_COMPITI_.
1. Rispondi a queste domande sul brano proposto, che parla di Francesco e del suo terreno:
(a) In che anno Francesco è entrato in Fiat?
(b) In quale mercato si vendevano ortaggi, verdura e olio che produceva?
(c) A chi ha affittato il terreno dopo aver aperto un CAF?
2. Prosegui il brano proposto su Francesco e il suo terreno, partendo dall'ultima frase riportata.

_BRANO PROPOSTO_.
Lo chiamiamo da lontano e ci avviciniamo. Ci chiede come mai ci troviamo da quelle parti e gli spieghiamo che, per sbarcare il lunario, siamo costretti a fare i camerieri nei fine settimana. A questo punto un’ombra di tristezza attraversa il viso di Francesco e intuisco che è come se, in qualche modo, la presenza di Michele, gli facesse sentire addosso la responsabilità della vertenza, della sorte e del benessere di alcune centinaia di persone e cerco di cambiare discorso dicendogli che non sapevo che quel terreno, che costeggio da dodici anni a questa parte, fosse suo. Mi risponde che, prima di entrare in Fiat, nel 1979, quella era la sua unica fonte di reddito. Coltivava ortaggi, verdura e produceva olio che venivano poi venduti nel mercato ortofrutticolo di Termini Imerese. L’attività contadina è diventata secondaria con l’assunzione in Fiat e con l’insorgere delle prime incombenze sindacali. Per un certo periodo di tempo ha continuato a coltivare la terra, ma sempre in quantità minore e con un numero di prodotti ridotto. Tuttavia, rinunciare ad una entrata economica, seppure esigua, era difficile e allora, per un certo numero di anni, ha invertito il flusso commerciale: piuttosto che vendere i suoi prodotti al mercato ortofrutticolo locale, ha cominciato a comprarli da questo e a rivenderli all’angolo della strada ai villeggianti che, nei fine settimana d’estate, transitavano per le vicine località balneari, spacciando quei prodotti come coltivati da se stesso. Poi gli impegni sindacali sono diventati sempre più gravosi, ha aperto un CAF e, di conseguenza, per alcuni anni ha affittato il suo terreno ad un albanese. Solo da qualche mese, in concomitanza della chiusura dello stabilimento Fiat, ha ricominciato a coltivare la sua terra.

_INFORMAZIONI MOSTRATE_.
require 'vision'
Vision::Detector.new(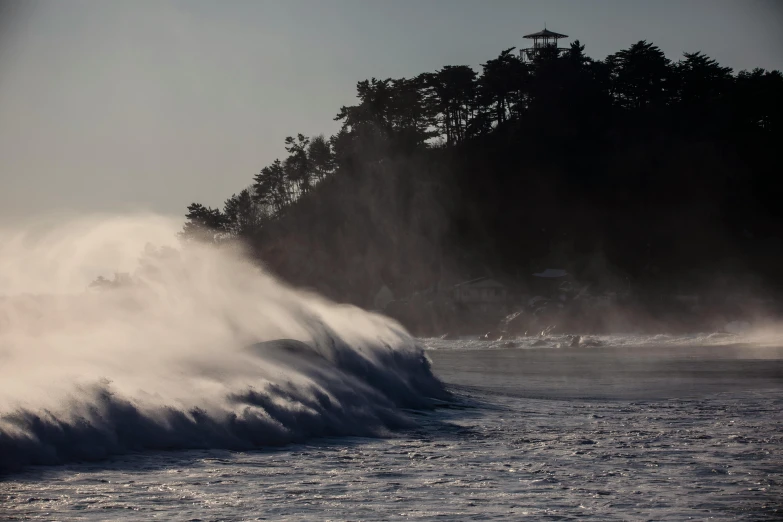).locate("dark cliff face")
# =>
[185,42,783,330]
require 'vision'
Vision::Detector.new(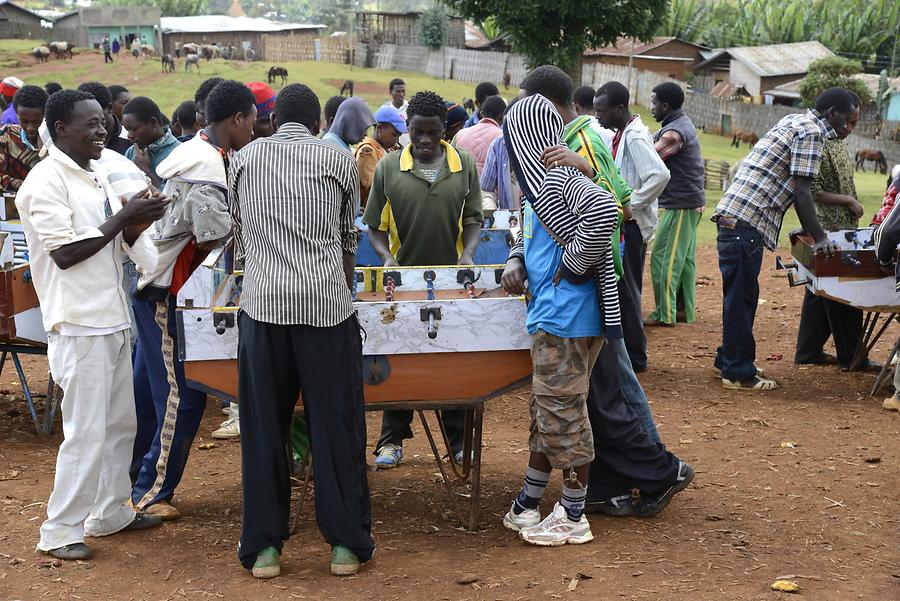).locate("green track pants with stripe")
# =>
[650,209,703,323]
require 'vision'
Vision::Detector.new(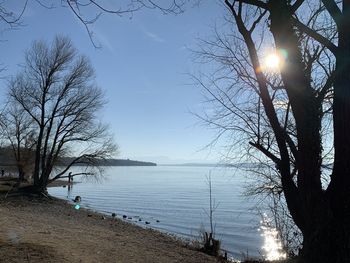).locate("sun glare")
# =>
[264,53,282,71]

==

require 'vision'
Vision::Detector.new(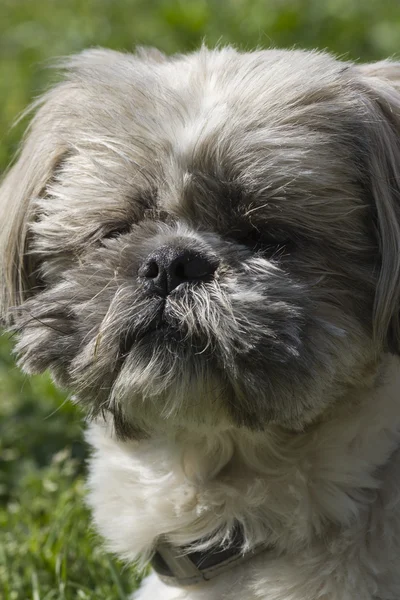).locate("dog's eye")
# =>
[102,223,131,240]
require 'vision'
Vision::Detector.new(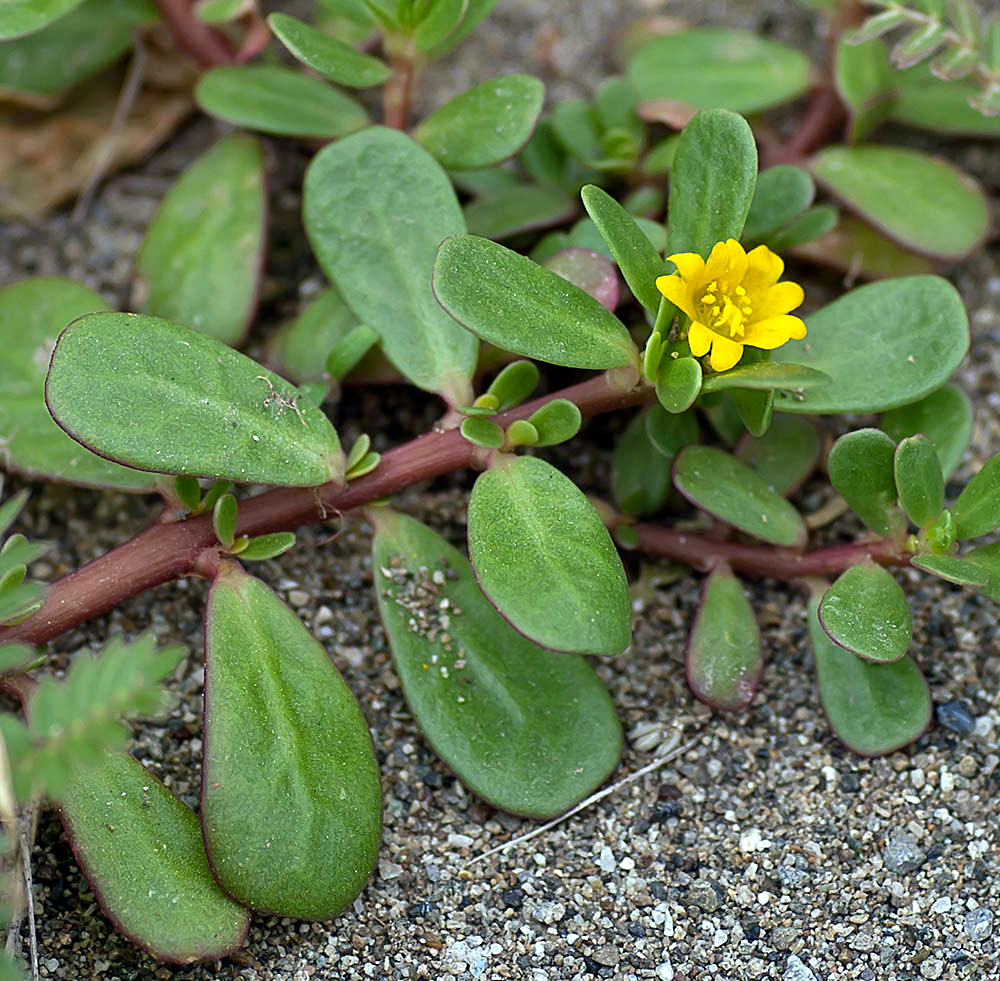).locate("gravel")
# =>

_RISPOSTE_.
1.
(a) Nel 1979.
(b) Nel mercato ortofrutticolo di Termini Imerese.
(c) A un albanese.

2.
Michele, tuttavia, comincia a diventare impaziente e, a un certo punto, quando Francesco fa un veloce cenno alla chiusura della fabbrica, ne approfitta per chiedere al sindacalista: “Francé, notizie n’aviemu?”[2]. Francesco, con gli occhi a terra, risponde di no che “i notizi su sempri chiddi![3] ovvero: non ci sono notizie. Poi Francesco, girandosi verso il suo terreno, in direzione dello stabilimento e della città di Termini Imerese, comincia a parlare del periodo in cui, fino agli inizi degli anni Settanta, la Fiat, la Magneti Marelli, la Lear, la Bienne Sud e tutte le altre fabbriche più o meno grandi non esistevano. L’unica parvenza di industrializzazione moderna nel territorio era la centrale Enel, istallata all’inizio degli anni Sessanta. La pianura, attualmente occupata dalla zona industriale, era allora un’unica distesa di carciofi e ulivi. Quello sguardo di Francesco su quella piana è come un grande punto interrogativo su ciò che sarebbe potuto essere, su cosa sarebbe successo se la Fiat non fosse mai arrivata.
Nel frattempo Michele tace. Aspetta un cenno una parola, ma ormai entrambi gli uomini, l’uno di fronte all’altro, sono persi nei propri interrogativi, nei rimpianti e nelle attese: due uomini frantumati e accomunati dalla paura del futuro, dall’incertezza strisciante e profonda che ormai si è impossessata di loro come di tutti i lavoratori di questo paese sempre invischiato in una imperitura crisi d’identità e alle prese con ataviche emergenze sempre uguali e sempre nuove. Sullo sfondo la piana, le fabbriche e la città, il monte San Calogero e questo mare troppo calmo, troppo viscido.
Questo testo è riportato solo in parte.